Approximate Time-Period(s) at WTSC Project(s) Worked on at WTSC
And first-names of persons worked with, if can be remembered!
"Current" Information for Sharing
Fabio Pondi,
Italy

eMail: Fabio Pondi
It has been always in me the desire to contact and have news of "friends" I spent some time with and to receive news from them and send my news to them. Yes, because for me a "friend" is everyone I spent some time with, sharing experience in the everyday business activity or in the free time. It's not important how long that time has been: if I can still remember him after so many years, it means that he left something inside me, and for sure I can say he is a friend. During my residencies in Raleigh I met many friends and, never, will I forget them. I would be very happy if I could have news of them. I'm still active with my job in the computer area (commercial software) even if I'm almost 68 (next September 29th). I will definitively retire at the end of the year 2010. Then, I hope to have good times with my hobbies (fishing, mushrooms,..) and mainly my 3 year-old nephew Lorenzo, whom I have a lot of things to teach.

I'm well and looking forward to next year.


Harry Dutton,
Australia

(Repeated here from the assignee's part of this Web page, as I participated as both an assignee and a resident).

1974 & 1980-thru-1983, 1997
Plus Residencies in-between those time periods.
From the end of June 1974 for five months, I worked primarily as a programmer on a project to produce a very fast, efficient, "communications front end" for CICS.  The project (initially called "NCS" and later "EXTM") was run by the US Domestic support centre but coming from Australia, I was managed through the ITSO.  My objective in being there was to gain the skills necessary to build a similar "front-end" for a banking software application owned by a large customer.

I think I was the very first "resident".  There were no residency rules and conditions, so Australia sent me under the "Business Trip" plan.  This suited nobody and so I ended up negotiating my ability to rent an apartment etc. with Jim Sepich over a desk.

Later, I supervised one of the "beta-test" sites (in Perth, Western Australia) on behalf of the development group.

In early 1980 I joined the ITSO as an assignee responsible for X.25 (both architecture and products) and SNA Architecture.   This lasted until the end of 1984.   On return to Australia the ITSO kept me on the "retainership program" - this meant completing a number of overseas consulting projects under the auspices of the ITSO.

1986 brought another 3-month residency in Raleigh - the first of another five.  These were all related to ATM and High-Speed Communications protocols but were not specifically product oriented.

- **Task 1**
Please turn the rows, from the first row through the line that contains "point(630, 401)", into a numbered list, both ends included and blank lines left out.

- **Information shown**
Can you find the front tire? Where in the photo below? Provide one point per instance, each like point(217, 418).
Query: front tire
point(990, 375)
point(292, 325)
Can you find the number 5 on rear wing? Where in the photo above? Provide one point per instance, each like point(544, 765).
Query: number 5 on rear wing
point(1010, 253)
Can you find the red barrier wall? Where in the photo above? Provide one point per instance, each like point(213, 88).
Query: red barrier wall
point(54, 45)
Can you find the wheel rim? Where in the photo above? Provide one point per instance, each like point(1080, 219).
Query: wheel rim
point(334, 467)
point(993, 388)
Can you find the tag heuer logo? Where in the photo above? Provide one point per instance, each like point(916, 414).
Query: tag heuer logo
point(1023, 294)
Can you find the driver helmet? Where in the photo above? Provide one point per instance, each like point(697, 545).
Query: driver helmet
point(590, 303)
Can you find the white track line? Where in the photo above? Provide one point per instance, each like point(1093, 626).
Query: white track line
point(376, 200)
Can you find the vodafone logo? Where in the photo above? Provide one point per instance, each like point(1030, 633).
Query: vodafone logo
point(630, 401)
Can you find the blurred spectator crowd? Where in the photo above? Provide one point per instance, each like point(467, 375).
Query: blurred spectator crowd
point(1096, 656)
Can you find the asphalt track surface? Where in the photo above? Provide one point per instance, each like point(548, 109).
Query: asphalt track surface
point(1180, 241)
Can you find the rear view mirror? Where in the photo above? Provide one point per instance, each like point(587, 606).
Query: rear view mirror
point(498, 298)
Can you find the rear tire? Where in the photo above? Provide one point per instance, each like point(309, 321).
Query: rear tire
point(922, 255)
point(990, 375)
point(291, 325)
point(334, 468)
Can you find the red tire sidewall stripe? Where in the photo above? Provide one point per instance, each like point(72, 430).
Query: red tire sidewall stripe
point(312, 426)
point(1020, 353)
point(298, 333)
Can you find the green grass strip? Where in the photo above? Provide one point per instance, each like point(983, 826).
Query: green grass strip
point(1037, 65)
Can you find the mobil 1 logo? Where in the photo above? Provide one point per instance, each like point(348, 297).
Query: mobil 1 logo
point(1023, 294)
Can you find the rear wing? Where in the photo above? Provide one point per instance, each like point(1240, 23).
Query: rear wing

- **Task 2**
In the text excerpt about WTSC, why did Harry Dutton end up negotiating his apartment rental with Jim Sepich over a desk? Answer in one to three sentences.

- **Solution 1**
1. Can you find the front tire? Where in the photo below? Provide one point per instance, each like point(217, 418).
2. Query: front tire
3. point(990, 375)
4. point(292, 325)
5. Can you find the number 5 on rear wing? Where in the photo above? Provide one point per instance, each like point(544, 765).
6. Query: number 5 on rear wing
7. point(1010, 253)
8. Can you find the red barrier wall? Where in the photo above? Provide one point per instance, each like point(213, 88).
9. Query: red barrier wall
10. point(54, 45)
11. Can you find the wheel rim? Where in the photo above? Provide one point per instance, each like point(1080, 219).
12. Query: wheel rim
13. point(334, 467)
14. point(993, 388)
15. Can you find the tag heuer logo? Where in the photo above? Provide one point per instance, each like point(916, 414).
16. Query: tag heuer logo
17. point(1023, 294)
18. Can you find the driver helmet? Where in the photo above? Provide one point per instance, each like point(697, 545).
19. Query: driver helmet
20. point(590, 303)
21. Can you find the white track line? Where in the photo above? Provide one point per instance, each like point(1093, 626).
22. Query: white track line
23. point(376, 200)
24. Can you find the vodafone logo? Where in the photo above? Provide one point per instance, each like point(1030, 633).
25. Query: vodafone logo
26. point(630, 401)

- **Solution 2**
There were no residency rules and conditions when he came, so Australia sent him under the "Business Trip" plan. That arrangement suited nobody, so he negotiated details such as renting an apartment directly with Jim Sepich.